- [Page text]:
····················

All duplicated data are filtered out from the dataset (i.e. examples of proteins with identical zinc fingers and identical corresponding DNA sequences). In rare cases where the same protein–DNA pair is reported as a positive and, alternatively, a negative binding example, the negative data are excluded from the database as having lower confidence.

Each example is converted to the vector representation. For the linear SVM, all examples are considered at the per-protein level (i.e. including contacts from all fingers). For the polynomial SVM, in order to limit the pairwise interactions to contacts within individual zinc fingers (i.e. so that they are physically realizable), individual examples are created separately for each finger in an interface for training the SVM (i.e. there are at most four non-zero entries in these vectors). For training, the vectors are normalized using the Euclidean norm. For all methods, testing is performed at the protein level by summing over the contributions of all fingers, with no normalization.

2.3.3 Software

SVM-light version 6.01 (Joachims, 1999) is used to train the SVMs. For all experiments, the regularization parameter C is automatically chosen by SVM-light. When training on the entire dataset, SVM-light uses C=0.84 with the linear kernel and learns 3170 support vectors, and uses C=0.33 with the polynomial kernel and learns 1865 support vectors.

2.4 Testing scenarios

To evaluate the binding model and to compare the SVMs with other prediction methods, we split our dataset into several types of training and testing subsets, each time ensuring that there is no overlap between testing and training data at the per-protein level (i.e. no protein sequence is used as an example in both testing and training sets). We use three types of cross-validation testing. We also test all methods using alternative data extracted from the TRANSFAC database.

2.4.1 New/old validation

We performed this cross-validation to mimic the situation of ‘old’ and ‘newly appearing’ data. In this test, we split the data into two sets, based on whether they were published in papers appearing before 2003 or in 2003 and afterwards. Any protein in the test set that occurs in the ‘old proteins’ dataset is removed from the testing set. The test set consists of 135 positive and 1357 negative examples (no comparative data are used for testing).

····················

- [Material supplied]:
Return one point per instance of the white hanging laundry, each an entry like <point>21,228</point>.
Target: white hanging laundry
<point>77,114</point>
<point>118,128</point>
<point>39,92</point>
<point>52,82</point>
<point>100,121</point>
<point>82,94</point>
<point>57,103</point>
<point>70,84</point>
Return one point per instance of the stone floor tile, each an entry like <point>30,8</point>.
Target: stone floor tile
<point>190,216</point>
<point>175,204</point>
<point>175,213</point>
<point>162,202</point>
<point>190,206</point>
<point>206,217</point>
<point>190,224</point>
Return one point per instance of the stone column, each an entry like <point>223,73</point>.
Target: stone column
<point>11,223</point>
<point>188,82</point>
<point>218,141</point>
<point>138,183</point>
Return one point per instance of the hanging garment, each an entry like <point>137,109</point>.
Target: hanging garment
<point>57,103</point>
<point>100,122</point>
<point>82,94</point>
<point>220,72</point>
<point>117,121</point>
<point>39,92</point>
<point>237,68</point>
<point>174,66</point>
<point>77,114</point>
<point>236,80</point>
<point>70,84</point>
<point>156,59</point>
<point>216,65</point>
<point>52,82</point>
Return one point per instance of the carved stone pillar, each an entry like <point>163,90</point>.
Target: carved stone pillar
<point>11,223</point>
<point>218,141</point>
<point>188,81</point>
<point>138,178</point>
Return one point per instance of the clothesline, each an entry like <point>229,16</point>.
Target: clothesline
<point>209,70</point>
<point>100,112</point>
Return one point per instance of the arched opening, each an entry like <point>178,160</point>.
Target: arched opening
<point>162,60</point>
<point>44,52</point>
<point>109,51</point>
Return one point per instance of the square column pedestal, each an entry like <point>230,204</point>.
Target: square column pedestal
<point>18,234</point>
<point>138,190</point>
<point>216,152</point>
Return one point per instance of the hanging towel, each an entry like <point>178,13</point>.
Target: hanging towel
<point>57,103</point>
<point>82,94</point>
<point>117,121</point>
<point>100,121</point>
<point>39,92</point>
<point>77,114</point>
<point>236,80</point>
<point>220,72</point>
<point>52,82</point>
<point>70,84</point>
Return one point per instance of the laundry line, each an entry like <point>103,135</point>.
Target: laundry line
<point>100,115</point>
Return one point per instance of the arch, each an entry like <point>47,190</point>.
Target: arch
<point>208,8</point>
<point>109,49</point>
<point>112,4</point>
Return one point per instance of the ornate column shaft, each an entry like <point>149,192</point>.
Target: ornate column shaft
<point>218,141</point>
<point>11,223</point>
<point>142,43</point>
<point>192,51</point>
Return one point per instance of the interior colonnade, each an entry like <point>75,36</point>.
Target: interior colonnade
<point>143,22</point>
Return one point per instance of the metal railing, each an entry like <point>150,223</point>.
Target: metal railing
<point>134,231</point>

····················

- [Problem requirements]: In the text on predicting zinc finger–DNA binding, take everything from "We performed this" down to "used for testing)." and give it again, swapping "removed" for "dropped". You can set the entries aside; they aren't needed for this.

- [Output of the exercise]:
We performed this cross-validation to mimic the situation of ‘old’ and ‘newly appearing’ data. In this test, we split the data into two sets, based on whether they were published in papers appearing before 2003 or in 2003 and afterwards. Any protein in the test set that occurs in the ‘old proteins’ dataset is dropped from the testing set. The test set consists of 135 positive and 1357 negative examples (no comparative data are used for testing).